§ **SEITE**
=====

Unbemerkt im Schatten der DSGVO – Handlungsbedarf bei der NIS-Richtlinie

Illustration: Absmeier, Geralt

Werden Cybersicherheitsexperten aktuell befragt, welche wichtige gesetzliche Neuerung 2018 bevorsteht, lautet die Antwort meist: »Die DSGVO«. Das ist korrekt, aber im Mai tritt ebenfalls die Richtlinie über die Netz- und Informationssicherheit (NIS) in Kraft. Diese wurde in der öffentlichen Wahrnehmung nach Meinung von Palo Alto Networks stark von der Datenschutzgrundverordnung überschattet. PAN gibt deshalb eine kurze Zusammenfassung:

 

  • Die NIS ist eine Richtlinie, was bedeutet, dass jedes Mitgliedsland der Europäischen Union (EU) diese in seine eigenen Rechtsvorschriften umsetzen muss.

=====

§ **VORGEGEBENE DATEN**
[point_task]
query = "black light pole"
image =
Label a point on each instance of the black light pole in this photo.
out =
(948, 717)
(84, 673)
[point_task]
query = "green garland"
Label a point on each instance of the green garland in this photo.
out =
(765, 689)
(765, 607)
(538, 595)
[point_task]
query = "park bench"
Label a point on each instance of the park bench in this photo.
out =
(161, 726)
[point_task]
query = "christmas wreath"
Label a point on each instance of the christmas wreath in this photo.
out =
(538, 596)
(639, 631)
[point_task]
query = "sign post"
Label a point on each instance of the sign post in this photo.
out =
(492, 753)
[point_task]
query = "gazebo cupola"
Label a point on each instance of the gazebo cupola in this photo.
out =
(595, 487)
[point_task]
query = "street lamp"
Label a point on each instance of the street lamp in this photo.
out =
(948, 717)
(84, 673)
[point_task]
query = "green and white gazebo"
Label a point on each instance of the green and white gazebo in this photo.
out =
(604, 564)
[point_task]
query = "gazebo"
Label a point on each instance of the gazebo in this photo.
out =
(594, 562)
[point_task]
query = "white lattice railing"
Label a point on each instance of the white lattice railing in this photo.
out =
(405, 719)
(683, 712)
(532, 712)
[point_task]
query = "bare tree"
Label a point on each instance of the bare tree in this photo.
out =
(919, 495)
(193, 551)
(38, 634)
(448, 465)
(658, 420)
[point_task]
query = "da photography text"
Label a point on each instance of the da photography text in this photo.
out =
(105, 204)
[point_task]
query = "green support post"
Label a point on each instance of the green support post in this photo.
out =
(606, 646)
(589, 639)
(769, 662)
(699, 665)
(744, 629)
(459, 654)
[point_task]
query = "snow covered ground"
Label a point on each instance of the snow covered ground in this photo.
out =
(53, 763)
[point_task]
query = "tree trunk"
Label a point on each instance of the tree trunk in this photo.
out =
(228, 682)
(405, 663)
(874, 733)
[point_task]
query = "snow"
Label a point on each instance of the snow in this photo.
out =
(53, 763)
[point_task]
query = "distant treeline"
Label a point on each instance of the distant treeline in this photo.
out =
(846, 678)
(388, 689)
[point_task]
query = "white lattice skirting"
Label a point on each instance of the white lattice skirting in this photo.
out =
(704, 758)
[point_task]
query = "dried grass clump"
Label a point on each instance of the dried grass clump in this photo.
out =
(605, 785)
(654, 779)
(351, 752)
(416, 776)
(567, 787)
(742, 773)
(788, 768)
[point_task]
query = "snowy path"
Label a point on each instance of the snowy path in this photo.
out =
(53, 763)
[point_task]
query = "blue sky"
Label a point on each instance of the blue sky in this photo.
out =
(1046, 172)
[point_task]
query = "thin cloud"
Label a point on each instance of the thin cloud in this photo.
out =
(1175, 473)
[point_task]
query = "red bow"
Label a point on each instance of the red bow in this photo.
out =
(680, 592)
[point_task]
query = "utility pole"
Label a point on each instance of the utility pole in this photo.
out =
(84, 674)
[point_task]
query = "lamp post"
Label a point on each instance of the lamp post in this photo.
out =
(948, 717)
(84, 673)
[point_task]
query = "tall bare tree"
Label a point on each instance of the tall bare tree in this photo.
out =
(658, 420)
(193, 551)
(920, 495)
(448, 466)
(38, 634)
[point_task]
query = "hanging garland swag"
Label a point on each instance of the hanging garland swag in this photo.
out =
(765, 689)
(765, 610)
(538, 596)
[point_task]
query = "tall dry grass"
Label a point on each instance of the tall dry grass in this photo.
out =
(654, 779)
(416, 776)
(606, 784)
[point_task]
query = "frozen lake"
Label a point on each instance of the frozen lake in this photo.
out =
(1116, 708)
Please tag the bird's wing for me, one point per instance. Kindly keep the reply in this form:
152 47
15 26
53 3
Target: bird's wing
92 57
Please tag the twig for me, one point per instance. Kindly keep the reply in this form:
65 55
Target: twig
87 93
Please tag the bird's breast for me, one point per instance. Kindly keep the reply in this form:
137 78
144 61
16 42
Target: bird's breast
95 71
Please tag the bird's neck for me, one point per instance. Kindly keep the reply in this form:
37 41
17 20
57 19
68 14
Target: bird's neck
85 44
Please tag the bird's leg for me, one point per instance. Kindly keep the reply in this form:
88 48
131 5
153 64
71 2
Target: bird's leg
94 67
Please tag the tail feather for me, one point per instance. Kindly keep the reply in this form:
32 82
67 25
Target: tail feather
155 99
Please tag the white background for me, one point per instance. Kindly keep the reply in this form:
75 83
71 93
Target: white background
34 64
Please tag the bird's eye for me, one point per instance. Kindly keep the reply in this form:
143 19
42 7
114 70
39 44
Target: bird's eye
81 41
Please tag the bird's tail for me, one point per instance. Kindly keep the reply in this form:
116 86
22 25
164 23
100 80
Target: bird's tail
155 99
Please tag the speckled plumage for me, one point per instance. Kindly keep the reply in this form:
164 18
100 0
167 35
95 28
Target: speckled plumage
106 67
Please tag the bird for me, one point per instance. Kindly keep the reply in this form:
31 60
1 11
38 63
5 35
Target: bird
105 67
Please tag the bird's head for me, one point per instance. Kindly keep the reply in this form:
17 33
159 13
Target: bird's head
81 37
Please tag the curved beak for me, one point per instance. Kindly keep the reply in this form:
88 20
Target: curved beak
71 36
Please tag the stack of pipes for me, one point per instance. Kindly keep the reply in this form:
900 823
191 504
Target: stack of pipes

=====

§ **AUFGABE**
Schreib den Text über die NIS-Richtlinie im Anschluss an seinen letzten Satz weiter. Die Zeilen spielen hierfür keine Rolle.

§ **ANTWORT**
  • Die DSGVO konzentriert sich auf den Schutz der Daten von EU-Bürgern. Die NIS-Richtlinie hingegen konzentriert sich darauf, sicherzustellen, dass Dienste mit einer Technologieabhängigkeit (was heute die meisten Dienste umfasst) und die für das Funktionieren der Gesellschaft von zentraler Bedeutung sind, widerstandsfähig gegen Cyberangriffe sind. Die Richtlinie enthält die Anforderung, sicherheitskritische Vorfälle zu vermeiden, um die Widerstandsfähigkeit dieser Dienste zu gewährleisten. Im Gegensatz dazu geht es bei der DSGVO darum, wie das Vertrauen in die Verarbeitung personenbezogener Daten gewährleistet werden kann.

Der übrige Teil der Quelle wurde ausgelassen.